━━━━━ Passage

Andy Dugan (born December 16, 1981) is an American actor and filmmaker. He has worked on a variety of branded content as well, writing, directing and producing short films, commercials, music videos, web serials and marketing campaigns.

Biography

Early life and education
Andy Dugan was born in Oklahoma City, Oklahoma on December 16, 1981. He moved to New York City in 2001 and studied at the New York Film Academy, then moved to Los Angeles in 2003 to start his filmmaking career.

Career
Dugan has overseen numerous successful social media marketing campaigns and has cultivated relationships with such brands as Rogue Pictures, Fox, Sony Pictures, FedEx, Heineken, Universal Studios, Fanista and more. He produced and directed online spots featuring such talent as Jackson Browne, Sylvester Stallone and Mana for the "BURMA, It Can't Wait" campaign, as well as produced the groundbreaking HIV prevention campaign entitled "In The Moment".

As a screenwriter, he has written feature films, TV shows, web serials, commercials and shorts.  He has directed a feature film, numerous commercials and music videos, and TV shows.

━━━━━━━━━━
━━━━━ Dataset excerpts

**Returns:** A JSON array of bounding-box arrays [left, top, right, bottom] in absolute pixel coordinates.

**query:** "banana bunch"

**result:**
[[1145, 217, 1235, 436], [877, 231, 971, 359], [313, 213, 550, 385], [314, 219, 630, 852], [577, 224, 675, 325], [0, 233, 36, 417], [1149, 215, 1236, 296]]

━━━━━━━━━━
━━━━━ Dataset excerpts

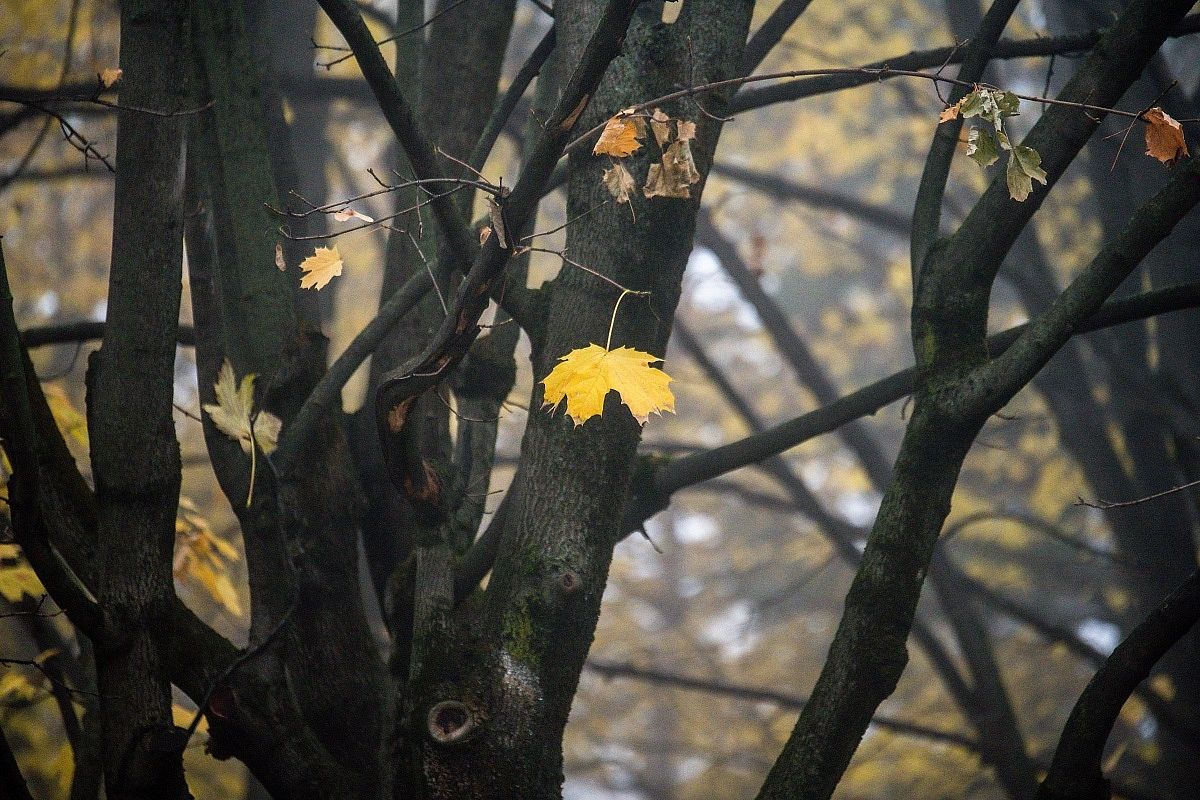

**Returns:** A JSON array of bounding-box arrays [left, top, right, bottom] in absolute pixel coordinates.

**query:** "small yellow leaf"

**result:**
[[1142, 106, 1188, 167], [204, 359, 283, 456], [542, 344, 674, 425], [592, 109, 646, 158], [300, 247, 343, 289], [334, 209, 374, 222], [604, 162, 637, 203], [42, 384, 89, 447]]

━━━━━━━━━━

Reproduce, word for word, the stretch of the Andy Dugan biography from "Andy Dugan (born" through "and marketing campaigns.".

Andy Dugan (born December 16, 1981) is an American actor and filmmaker. He has worked on a variety of branded content as well, writing, directing and producing short films, commercials, music videos, web serials and marketing campaigns.